◆ Excerpt provided

· · ·

Limitations in Estimating Critical Closing Pressure by Noninvasive Blood Pressure Measurements
To the Editor:
We read with interest the article by Aaslid et al, describing the dynamic pressure-flow velocities relationships in the human cerebral circulation.1 The authors help to validate estimates of critical closing pressure (CCP) based on regular heartbeat data against long diastole determinations. They also suggest that filtering of the radial blood pressure data using Fourier transform techniques could produce more accurate estimates of CCP. However, they only used the average of four intermediate values out of eight values for the correlation test, which studied estimates derived from Fourier technique filtering and long diastole data. Although the Fourier transform techniques reasonably lessen the pressure waveform distortion in peripheral arteries, these techniques potentially produce a higher value of variance.2,3 We wonder whether the correlation would continue be as good if the average of all eight values had been used.
The more interesting issue is whether CCP could be assessed with sufficient accuracy by entirely noninvasive arterial blood pressure (ABP) measurements. We believe that inaccuracy in absolute value should be an intrinsic limitation to noninvasive methods. Therefore, assessing the changes induced by hemodynamic challenges could be a more sensible approach than using a single CCP estimate to evaluate cerebral autoregulation. We have attempted to estimate CCP respectively by using finger plethysmography (Portapres, TNO-BMI) and by using tonometry over radial arteries (Colin Model 7000).

· · ·

◆ Data extract
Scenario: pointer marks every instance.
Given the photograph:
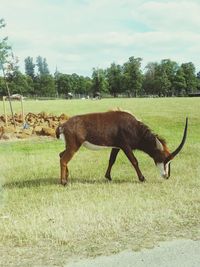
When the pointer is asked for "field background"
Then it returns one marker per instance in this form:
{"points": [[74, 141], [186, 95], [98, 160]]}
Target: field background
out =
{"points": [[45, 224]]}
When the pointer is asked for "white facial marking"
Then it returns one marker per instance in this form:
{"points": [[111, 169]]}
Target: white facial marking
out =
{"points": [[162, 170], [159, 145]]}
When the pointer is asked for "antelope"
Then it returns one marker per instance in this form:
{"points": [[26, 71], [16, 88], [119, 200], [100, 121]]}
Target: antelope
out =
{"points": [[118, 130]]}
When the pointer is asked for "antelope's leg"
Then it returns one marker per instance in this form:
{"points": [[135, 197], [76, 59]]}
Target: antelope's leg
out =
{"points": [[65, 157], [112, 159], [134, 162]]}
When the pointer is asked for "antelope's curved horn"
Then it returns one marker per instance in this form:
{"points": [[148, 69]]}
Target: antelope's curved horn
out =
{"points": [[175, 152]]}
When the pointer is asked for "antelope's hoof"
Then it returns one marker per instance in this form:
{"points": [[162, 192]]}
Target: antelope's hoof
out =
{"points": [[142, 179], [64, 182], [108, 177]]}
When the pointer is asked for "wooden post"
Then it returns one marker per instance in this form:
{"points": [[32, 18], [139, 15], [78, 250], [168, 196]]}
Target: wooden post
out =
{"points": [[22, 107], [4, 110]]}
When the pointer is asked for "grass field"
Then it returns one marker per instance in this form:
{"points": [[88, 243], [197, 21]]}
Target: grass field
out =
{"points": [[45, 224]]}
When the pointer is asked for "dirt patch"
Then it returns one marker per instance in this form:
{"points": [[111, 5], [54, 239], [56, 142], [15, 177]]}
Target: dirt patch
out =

· · ·

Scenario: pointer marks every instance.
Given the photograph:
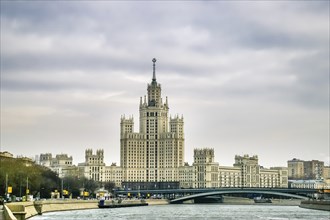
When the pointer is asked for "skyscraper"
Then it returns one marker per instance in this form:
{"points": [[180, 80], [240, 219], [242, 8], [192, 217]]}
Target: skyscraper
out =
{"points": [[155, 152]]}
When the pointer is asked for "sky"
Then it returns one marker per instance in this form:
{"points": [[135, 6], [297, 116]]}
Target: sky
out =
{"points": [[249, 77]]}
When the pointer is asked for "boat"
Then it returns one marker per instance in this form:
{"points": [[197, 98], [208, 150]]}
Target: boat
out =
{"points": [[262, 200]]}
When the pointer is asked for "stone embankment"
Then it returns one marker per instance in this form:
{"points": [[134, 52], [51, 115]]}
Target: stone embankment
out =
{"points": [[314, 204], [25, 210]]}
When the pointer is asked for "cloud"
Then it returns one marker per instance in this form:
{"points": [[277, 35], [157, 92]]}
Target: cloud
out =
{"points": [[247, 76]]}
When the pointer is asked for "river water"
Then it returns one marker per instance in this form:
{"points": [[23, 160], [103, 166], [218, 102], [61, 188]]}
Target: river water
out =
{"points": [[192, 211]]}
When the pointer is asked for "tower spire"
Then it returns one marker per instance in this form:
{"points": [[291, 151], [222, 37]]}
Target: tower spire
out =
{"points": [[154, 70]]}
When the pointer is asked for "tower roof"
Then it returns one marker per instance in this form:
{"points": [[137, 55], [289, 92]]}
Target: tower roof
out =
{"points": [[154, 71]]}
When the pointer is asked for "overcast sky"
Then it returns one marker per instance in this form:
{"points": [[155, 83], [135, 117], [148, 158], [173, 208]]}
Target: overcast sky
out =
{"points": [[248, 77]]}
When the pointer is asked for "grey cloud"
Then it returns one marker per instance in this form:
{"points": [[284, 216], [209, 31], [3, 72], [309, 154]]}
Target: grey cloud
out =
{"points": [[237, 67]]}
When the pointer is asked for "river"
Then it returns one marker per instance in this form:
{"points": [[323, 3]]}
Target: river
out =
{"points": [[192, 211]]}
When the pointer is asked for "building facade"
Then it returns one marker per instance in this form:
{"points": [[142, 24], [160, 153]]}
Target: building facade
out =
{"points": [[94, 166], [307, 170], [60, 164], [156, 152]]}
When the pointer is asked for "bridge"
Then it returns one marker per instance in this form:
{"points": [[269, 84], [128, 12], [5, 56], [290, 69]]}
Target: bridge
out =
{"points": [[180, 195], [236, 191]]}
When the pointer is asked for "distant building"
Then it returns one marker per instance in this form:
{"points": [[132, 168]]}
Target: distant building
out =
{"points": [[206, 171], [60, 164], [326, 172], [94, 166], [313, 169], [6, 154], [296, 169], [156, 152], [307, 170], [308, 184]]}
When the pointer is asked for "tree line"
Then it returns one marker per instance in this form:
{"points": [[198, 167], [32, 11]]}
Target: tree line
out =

· · ·

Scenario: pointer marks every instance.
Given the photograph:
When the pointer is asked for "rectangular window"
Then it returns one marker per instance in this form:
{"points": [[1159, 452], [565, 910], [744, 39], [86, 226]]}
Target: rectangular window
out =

· · ·

◆ Exercise set
- A) In the letter, what do these three answers say?
(i) How many of the eight values did Aaslid et al average for their correlation test?
(ii) What approach do the letter writers suggest could be more sensible than using a single CCP estimate to evaluate cerebral autoregulation?
(iii) Which device did the writers use for tonometry over radial arteries?
- B) What does the letter put inside parentheses? List every such item.

◆ Task-by-task results
- A)
(i) Four intermediate values out of eight.
(ii) Assessing the changes induced by hemodynamic challenges.
(iii) The Colin Model 7000.

- B)
- CCP
- ABP
- Portapres, TNO-BMI
- Colin Model 7000